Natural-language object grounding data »
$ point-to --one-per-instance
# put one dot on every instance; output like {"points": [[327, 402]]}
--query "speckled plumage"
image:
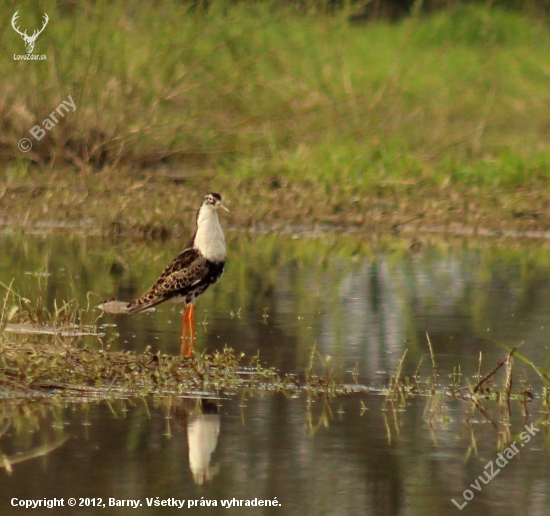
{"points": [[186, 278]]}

--

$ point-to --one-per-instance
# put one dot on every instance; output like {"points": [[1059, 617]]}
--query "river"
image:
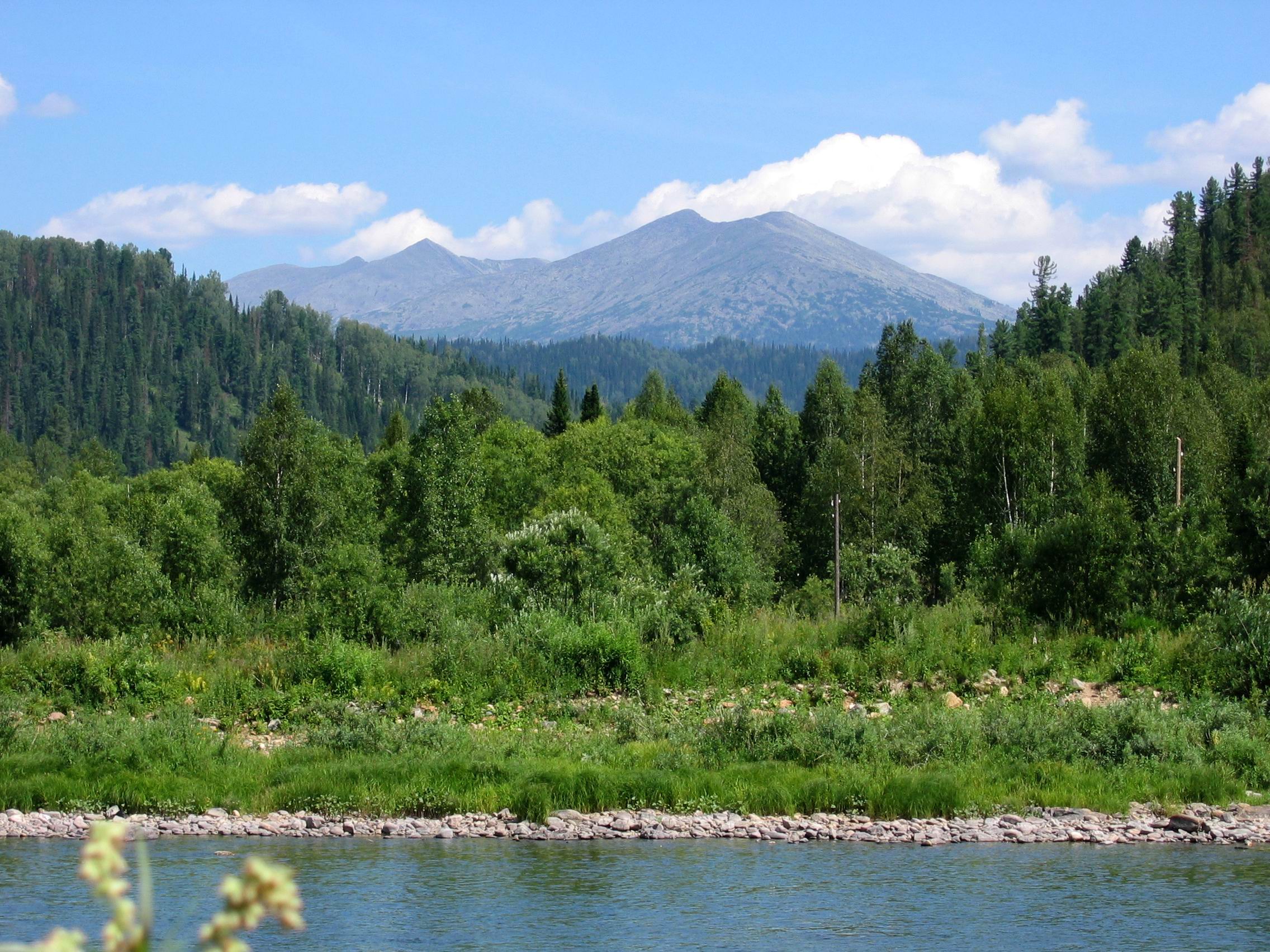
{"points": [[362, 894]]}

--

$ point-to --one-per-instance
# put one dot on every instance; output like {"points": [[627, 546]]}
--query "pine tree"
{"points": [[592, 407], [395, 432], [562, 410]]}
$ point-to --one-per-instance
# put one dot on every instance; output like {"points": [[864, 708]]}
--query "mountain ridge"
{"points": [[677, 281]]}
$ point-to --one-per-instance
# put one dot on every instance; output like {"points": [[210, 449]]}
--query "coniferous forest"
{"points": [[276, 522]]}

TRY IT » Scan the records for the string "like" and report each line where it occurs.

WRITTEN RESPONSE »
# put one dot on every instance; output like {"points": [[327, 402]]}
# put one dot on every instance; output like {"points": [[1059, 617]]}
# put one dot on every instance; output like {"points": [[627, 546]]}
# put one dot on every instance; output like {"points": [[864, 708]]}
# put one dot on every instance; output like {"points": [[210, 449]]}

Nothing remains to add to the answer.